### WORK INSTRUCTIONS:
Below is a listing; restate from it, character for character, the lines beginning at the line holding "[point] woman in" and ending at the line holding "[point] crowd of", both included.

### AVAILABLE DATA:

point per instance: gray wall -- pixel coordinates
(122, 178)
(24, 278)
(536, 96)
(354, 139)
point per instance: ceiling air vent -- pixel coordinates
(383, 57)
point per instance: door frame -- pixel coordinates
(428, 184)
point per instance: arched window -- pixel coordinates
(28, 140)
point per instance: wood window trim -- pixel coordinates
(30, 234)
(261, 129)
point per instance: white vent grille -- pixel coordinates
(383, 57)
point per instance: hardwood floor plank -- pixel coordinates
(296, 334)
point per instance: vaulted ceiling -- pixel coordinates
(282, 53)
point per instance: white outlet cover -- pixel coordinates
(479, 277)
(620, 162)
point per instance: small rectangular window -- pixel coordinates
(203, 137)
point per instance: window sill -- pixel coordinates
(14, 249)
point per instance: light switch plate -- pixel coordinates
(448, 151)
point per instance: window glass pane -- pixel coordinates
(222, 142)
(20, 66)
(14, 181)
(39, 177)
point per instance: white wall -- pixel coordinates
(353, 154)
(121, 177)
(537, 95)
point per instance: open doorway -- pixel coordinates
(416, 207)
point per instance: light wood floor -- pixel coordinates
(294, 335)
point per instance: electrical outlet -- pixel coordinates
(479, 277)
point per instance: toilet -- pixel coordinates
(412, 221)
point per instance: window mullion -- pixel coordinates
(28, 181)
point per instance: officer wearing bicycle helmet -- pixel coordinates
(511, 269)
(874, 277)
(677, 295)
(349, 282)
==
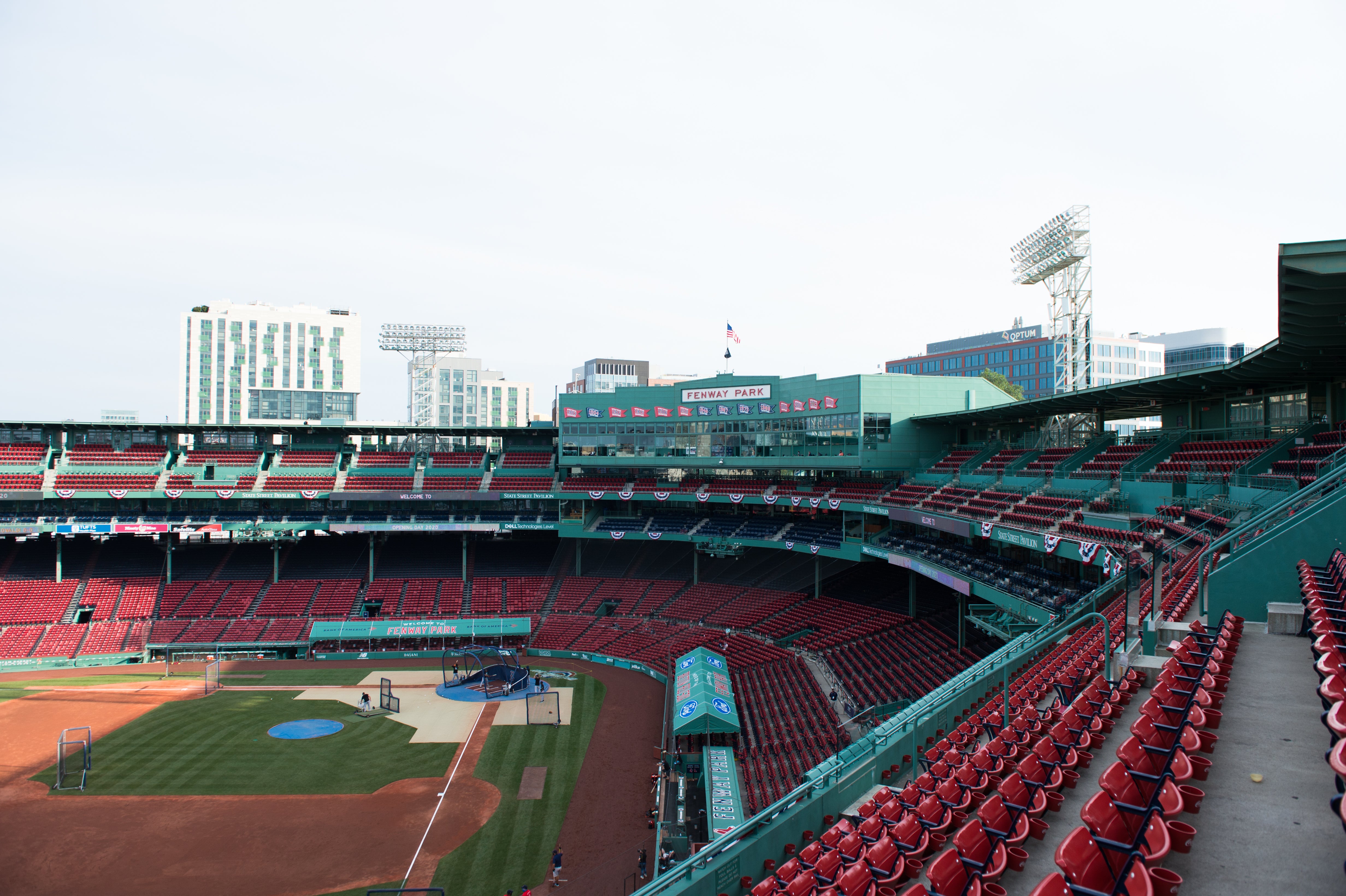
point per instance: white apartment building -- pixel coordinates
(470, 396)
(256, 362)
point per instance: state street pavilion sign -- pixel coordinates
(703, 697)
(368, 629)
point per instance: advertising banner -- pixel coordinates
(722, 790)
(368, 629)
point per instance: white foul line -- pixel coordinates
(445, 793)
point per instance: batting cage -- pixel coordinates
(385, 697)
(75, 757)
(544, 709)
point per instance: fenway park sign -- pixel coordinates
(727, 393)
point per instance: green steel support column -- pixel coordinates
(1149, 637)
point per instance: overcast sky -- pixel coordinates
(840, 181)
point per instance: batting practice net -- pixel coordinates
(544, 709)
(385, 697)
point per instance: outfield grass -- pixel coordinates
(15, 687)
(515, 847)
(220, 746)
==
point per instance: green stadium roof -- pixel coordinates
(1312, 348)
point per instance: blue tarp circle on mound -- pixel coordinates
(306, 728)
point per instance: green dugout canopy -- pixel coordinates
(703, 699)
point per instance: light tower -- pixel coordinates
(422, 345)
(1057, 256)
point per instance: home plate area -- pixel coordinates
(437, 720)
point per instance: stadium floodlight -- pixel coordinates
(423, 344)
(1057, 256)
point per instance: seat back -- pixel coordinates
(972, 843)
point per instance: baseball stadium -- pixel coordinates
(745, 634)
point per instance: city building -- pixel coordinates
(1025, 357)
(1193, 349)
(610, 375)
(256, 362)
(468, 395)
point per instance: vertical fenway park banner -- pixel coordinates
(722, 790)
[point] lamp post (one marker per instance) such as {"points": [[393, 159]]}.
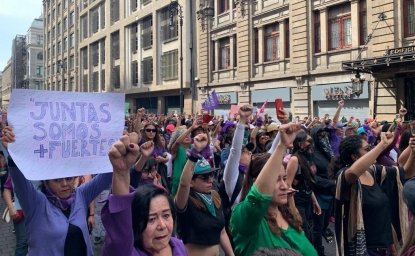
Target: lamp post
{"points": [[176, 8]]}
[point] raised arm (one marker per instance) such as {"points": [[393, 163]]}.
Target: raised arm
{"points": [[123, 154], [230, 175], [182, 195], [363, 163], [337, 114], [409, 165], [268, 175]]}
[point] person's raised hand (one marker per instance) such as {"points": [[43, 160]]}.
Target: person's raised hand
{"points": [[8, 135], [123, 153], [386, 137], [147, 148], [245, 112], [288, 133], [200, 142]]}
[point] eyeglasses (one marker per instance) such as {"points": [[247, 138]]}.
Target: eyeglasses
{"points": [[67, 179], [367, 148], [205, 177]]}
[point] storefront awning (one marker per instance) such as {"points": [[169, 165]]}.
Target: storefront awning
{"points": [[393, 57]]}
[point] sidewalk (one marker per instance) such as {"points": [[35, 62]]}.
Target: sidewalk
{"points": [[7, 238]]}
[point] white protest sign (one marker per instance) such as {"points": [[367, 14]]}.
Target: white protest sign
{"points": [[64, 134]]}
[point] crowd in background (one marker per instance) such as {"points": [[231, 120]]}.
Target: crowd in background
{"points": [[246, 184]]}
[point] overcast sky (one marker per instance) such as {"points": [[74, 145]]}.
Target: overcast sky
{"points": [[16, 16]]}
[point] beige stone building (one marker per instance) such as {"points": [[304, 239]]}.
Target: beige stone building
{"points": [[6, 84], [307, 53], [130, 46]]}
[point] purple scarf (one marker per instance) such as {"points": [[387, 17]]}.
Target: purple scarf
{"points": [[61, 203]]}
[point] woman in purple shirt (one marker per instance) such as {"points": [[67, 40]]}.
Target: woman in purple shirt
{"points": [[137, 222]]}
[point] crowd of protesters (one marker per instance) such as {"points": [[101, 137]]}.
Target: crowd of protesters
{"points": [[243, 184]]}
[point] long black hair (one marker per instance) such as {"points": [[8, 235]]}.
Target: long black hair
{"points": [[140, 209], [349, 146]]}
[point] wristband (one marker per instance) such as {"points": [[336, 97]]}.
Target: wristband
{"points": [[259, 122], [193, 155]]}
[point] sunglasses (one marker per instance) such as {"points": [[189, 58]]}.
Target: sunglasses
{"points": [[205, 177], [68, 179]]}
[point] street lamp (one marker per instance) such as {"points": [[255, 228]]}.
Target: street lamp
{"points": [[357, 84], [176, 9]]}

### THE COMPLETED TASK:
[point] woman in purple shirt (one marker per instance) such as {"points": [[67, 40]]}.
Target: woman in purple shirt
{"points": [[137, 222]]}
[point] crowd of protesters (one marker per instance) such as {"points": [[101, 137]]}.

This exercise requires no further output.